__PROBLEM TO SOLVE__:
Pull out every line below that contains the word "gabled" and copy each one without changes.

#### GIVEN DATA ####

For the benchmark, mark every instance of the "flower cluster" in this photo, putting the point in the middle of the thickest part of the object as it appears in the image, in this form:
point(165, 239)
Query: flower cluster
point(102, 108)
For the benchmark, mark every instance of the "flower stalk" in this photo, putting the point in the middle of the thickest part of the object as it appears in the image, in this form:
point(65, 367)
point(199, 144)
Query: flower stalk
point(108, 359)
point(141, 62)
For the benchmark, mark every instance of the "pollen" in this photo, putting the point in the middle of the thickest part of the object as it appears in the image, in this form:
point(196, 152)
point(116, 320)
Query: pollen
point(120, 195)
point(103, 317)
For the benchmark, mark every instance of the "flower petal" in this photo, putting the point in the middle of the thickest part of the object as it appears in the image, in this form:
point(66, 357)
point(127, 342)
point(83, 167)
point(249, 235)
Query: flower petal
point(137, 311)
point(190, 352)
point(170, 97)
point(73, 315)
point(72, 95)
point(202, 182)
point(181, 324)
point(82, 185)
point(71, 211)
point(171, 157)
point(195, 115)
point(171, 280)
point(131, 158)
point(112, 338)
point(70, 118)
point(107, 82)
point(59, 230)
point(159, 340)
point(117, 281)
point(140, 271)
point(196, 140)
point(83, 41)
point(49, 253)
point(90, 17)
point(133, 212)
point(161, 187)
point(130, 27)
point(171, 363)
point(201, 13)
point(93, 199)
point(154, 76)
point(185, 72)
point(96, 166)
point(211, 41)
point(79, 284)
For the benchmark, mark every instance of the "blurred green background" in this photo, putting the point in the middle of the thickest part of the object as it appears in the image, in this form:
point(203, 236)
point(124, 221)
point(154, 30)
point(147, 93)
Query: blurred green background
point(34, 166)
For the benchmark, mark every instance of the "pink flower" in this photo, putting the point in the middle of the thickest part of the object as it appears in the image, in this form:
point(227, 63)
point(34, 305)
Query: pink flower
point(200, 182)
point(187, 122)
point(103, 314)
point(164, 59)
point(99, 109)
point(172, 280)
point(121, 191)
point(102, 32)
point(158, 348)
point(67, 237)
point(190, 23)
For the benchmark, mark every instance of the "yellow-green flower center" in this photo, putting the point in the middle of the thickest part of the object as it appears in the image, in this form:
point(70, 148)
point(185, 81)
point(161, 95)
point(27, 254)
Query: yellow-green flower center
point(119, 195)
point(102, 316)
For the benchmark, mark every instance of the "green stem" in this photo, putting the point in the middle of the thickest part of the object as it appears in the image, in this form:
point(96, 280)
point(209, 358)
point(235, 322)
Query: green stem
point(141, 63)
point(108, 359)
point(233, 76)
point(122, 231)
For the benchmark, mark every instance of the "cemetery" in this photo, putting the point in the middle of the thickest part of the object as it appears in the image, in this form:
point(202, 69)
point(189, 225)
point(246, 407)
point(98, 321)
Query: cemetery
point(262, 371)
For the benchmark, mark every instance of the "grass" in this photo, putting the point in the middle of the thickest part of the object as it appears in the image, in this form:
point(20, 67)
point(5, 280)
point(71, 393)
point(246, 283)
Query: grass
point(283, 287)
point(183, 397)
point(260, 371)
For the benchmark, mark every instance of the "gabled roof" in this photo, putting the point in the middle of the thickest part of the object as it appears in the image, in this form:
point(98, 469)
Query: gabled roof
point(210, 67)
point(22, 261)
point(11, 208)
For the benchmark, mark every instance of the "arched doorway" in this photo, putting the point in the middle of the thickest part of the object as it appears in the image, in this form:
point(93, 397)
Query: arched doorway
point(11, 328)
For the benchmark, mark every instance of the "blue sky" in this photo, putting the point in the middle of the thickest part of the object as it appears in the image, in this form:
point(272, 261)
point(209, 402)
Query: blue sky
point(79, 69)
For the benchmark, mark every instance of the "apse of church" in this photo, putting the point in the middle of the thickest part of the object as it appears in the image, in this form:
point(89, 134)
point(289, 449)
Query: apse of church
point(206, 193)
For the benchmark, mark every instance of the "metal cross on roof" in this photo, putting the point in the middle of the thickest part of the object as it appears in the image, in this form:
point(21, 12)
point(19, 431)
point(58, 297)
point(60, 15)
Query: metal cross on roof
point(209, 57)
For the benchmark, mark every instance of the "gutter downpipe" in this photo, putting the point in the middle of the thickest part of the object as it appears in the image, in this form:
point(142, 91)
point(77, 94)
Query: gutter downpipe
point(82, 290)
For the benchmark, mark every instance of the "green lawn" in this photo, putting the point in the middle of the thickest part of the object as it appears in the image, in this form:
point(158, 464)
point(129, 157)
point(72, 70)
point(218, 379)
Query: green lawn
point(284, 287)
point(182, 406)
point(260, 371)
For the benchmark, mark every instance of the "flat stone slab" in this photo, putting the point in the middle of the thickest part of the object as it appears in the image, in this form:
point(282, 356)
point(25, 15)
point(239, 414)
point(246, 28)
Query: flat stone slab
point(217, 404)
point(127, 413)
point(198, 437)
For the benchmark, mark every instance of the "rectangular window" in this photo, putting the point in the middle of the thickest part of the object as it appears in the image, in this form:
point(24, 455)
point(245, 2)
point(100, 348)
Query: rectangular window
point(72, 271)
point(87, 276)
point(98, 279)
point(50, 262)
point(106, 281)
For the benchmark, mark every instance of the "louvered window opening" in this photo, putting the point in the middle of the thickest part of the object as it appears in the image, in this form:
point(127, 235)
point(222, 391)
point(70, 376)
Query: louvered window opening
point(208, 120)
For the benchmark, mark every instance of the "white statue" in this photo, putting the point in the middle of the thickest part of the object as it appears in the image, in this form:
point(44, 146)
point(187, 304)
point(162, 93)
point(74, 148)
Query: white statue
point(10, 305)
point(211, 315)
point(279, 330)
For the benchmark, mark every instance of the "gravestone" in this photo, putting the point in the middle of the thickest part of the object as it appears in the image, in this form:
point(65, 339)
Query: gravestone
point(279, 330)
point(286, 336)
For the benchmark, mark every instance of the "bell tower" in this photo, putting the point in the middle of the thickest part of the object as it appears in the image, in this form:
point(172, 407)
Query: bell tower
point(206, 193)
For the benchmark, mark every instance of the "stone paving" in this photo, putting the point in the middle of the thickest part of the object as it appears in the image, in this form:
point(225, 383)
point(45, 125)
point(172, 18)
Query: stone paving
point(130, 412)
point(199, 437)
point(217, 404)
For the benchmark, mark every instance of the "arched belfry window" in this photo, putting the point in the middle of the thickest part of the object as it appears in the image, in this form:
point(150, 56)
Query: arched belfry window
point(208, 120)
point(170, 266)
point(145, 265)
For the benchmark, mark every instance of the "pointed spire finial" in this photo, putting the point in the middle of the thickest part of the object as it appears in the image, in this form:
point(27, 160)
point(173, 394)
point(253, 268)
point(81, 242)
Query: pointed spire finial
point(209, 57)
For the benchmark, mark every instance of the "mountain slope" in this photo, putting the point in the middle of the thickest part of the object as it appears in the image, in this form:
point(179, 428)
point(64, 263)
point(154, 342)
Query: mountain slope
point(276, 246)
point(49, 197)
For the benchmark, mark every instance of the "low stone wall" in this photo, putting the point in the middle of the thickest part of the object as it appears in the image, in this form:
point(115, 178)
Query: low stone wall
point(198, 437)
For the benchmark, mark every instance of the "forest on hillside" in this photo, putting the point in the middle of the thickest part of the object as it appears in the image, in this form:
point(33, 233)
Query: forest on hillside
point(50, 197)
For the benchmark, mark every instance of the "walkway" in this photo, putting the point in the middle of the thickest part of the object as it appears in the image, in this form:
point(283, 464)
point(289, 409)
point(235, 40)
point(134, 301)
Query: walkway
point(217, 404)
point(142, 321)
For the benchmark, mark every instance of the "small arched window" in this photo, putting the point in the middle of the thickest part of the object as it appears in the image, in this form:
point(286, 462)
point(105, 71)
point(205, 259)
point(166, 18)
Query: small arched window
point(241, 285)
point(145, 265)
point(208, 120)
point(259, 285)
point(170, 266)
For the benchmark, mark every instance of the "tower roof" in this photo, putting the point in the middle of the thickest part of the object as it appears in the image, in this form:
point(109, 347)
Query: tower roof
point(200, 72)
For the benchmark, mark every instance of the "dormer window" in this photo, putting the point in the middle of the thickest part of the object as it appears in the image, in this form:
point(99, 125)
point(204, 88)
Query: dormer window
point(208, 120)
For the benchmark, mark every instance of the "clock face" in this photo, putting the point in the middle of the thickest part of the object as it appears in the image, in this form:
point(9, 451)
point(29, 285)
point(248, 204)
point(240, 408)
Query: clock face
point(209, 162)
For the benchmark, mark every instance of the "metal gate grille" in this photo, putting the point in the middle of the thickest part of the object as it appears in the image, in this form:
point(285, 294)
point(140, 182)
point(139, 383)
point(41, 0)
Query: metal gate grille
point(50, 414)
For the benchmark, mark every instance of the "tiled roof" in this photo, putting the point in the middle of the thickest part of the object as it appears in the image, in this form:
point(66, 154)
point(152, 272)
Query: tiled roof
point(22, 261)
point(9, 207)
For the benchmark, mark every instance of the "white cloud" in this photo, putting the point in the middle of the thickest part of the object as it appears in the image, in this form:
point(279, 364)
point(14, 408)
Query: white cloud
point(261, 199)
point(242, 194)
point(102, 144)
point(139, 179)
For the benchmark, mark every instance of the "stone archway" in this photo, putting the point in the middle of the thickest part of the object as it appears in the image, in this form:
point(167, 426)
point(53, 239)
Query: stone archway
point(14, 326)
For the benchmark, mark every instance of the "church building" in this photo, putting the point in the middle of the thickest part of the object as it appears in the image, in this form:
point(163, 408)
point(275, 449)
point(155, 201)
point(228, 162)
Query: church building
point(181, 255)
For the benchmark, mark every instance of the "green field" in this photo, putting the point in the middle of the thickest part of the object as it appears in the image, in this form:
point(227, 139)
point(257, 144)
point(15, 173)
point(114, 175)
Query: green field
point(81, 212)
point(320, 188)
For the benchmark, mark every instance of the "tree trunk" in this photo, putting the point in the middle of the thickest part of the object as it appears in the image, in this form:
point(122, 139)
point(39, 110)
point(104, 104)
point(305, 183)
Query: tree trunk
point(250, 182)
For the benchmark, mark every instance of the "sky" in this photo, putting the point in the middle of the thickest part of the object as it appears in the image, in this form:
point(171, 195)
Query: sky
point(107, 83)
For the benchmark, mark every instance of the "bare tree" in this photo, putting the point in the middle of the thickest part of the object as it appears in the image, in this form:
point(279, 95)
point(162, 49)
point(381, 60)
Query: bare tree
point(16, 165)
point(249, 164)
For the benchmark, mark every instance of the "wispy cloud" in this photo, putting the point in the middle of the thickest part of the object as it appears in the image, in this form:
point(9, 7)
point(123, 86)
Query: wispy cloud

####

__SOLUTION__:
For the benchmark, mark every instance of the "gabled roof" in this photo, putting the point in the middle of the thickest part of the object as it appears in the image, in this form:
Query: gabled roof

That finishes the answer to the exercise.